--- Problem details ---
Put every line from the one containing "Target: jet engine" through the last line of the entries below into a numbered list, leaving out blank lines. Include no lines from before that point.
· · ·
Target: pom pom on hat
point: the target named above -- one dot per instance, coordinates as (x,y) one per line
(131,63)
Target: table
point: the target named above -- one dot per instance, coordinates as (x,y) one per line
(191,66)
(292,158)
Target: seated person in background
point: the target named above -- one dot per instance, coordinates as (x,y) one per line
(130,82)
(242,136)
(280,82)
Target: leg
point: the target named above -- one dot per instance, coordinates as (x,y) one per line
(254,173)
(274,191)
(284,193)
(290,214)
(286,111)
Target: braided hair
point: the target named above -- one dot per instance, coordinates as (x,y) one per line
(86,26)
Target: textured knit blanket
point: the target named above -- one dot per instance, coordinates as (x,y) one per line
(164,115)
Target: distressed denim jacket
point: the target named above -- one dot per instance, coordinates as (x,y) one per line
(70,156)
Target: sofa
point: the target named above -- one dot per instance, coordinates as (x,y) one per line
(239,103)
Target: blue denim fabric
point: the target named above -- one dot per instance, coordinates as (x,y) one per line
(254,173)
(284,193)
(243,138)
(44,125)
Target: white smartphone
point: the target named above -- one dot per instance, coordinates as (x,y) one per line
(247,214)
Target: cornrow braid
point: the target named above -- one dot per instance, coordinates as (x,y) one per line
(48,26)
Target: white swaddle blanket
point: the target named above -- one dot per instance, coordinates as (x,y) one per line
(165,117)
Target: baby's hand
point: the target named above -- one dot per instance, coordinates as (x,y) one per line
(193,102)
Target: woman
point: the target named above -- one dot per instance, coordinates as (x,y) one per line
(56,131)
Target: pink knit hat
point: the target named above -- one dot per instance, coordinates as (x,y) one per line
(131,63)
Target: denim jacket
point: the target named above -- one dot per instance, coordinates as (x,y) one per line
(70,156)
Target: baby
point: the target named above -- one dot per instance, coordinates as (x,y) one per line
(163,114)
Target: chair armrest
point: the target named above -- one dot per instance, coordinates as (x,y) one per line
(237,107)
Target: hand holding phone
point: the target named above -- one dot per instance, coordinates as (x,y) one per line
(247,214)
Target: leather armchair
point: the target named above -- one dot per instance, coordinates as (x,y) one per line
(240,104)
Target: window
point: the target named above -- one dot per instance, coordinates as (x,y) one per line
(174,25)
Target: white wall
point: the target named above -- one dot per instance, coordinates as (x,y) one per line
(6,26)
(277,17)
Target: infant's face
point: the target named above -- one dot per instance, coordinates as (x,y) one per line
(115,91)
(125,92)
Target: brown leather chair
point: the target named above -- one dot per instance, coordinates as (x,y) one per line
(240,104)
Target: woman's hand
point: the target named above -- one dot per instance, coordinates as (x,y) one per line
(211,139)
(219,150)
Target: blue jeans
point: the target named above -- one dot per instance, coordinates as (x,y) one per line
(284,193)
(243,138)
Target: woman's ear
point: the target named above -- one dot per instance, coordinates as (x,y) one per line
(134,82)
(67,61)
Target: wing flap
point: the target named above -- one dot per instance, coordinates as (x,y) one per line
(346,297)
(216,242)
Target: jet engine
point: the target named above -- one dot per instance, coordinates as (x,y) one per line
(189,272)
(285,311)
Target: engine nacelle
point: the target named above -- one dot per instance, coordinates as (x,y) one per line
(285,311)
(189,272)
· · ·
--- Solution to the exercise ---
1. Target: jet engine
2. point: the target named above -- one dot per instance, coordinates as (x,y) one per line
3. (189,272)
4. (285,311)
5. Target: engine nacelle
6. point: the target named above -- one dot per instance, coordinates as (x,y) one per line
7. (285,311)
8. (189,272)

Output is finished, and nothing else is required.